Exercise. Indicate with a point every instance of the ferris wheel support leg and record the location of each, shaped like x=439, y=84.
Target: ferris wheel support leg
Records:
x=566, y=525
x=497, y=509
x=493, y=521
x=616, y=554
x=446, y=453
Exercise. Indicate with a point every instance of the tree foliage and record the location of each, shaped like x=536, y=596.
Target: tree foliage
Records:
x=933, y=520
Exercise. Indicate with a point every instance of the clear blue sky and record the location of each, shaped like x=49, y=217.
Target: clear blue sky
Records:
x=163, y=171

######

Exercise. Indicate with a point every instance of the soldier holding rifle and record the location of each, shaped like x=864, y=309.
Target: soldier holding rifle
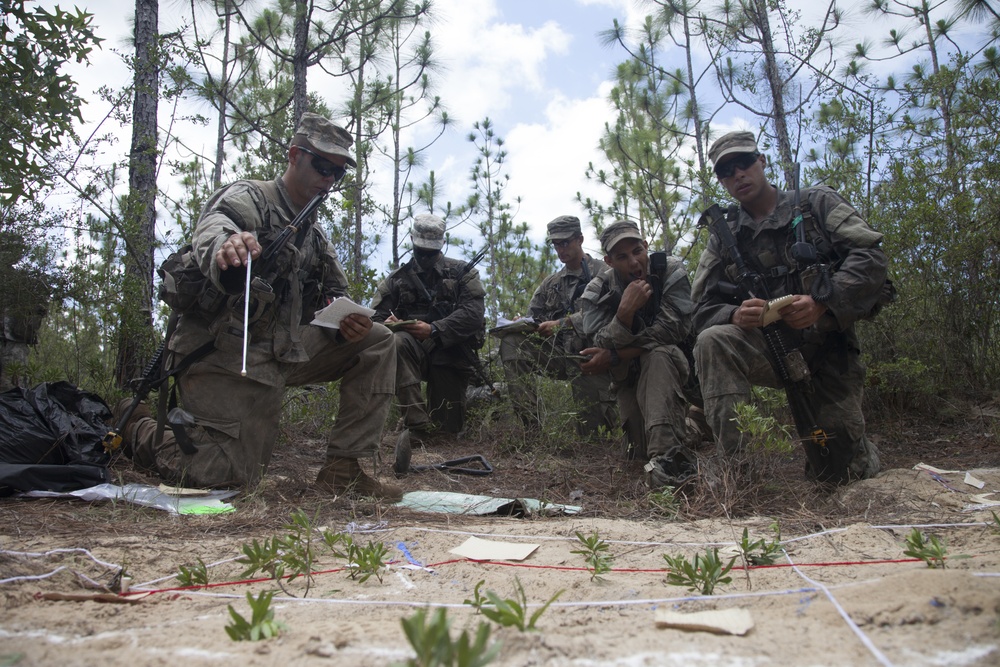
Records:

######

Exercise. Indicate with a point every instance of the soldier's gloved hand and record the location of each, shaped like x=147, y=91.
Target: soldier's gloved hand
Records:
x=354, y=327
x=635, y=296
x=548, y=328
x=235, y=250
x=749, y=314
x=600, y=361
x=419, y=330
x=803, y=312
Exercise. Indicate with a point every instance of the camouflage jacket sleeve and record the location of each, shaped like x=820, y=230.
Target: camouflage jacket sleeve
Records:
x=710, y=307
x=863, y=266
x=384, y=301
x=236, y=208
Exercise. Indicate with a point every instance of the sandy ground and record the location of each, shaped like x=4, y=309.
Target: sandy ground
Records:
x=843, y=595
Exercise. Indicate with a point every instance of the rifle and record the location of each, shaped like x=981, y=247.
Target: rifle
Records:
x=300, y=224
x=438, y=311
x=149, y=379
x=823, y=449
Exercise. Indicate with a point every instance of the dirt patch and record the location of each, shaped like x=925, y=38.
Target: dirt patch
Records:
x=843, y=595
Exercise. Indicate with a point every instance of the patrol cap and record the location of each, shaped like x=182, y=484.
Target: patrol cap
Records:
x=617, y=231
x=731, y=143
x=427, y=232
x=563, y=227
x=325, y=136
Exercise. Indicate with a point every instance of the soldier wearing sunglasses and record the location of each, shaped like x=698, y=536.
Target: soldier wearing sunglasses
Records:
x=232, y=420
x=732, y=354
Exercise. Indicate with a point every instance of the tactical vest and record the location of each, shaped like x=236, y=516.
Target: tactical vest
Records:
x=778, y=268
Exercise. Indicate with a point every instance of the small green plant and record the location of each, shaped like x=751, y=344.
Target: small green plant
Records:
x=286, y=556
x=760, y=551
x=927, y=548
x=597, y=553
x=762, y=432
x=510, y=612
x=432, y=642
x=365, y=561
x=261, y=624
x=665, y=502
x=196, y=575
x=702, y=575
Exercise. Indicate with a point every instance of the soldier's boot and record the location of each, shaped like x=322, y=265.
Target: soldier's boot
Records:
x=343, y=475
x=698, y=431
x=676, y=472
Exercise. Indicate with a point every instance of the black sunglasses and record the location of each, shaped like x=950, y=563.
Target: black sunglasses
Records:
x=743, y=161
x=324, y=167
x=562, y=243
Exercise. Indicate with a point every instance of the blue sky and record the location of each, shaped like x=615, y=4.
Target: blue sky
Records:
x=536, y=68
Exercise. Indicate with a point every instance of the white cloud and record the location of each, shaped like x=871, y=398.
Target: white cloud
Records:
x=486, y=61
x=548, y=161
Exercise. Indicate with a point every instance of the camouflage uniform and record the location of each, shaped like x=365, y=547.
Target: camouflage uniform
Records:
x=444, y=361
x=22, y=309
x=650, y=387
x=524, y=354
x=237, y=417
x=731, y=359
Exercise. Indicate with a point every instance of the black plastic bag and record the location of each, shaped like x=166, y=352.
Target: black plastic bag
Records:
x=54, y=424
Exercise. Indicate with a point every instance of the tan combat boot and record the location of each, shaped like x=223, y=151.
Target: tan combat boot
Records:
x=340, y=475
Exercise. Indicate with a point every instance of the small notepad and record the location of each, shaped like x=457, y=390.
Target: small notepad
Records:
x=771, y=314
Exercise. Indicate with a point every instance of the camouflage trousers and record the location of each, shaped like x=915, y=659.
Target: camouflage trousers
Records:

######

Task description
Please reproduce the data verbatim, starting with the line containing "Exercise. Indicate with a point every instance of the clear" and ending with the line containing "x=163, y=171", both lines included.

Output below
Exercise. Indicate with a point every instance of the clear blue sky and record the location of each, shaped like x=49, y=217.
Target: clear blue sky
Records:
x=163, y=171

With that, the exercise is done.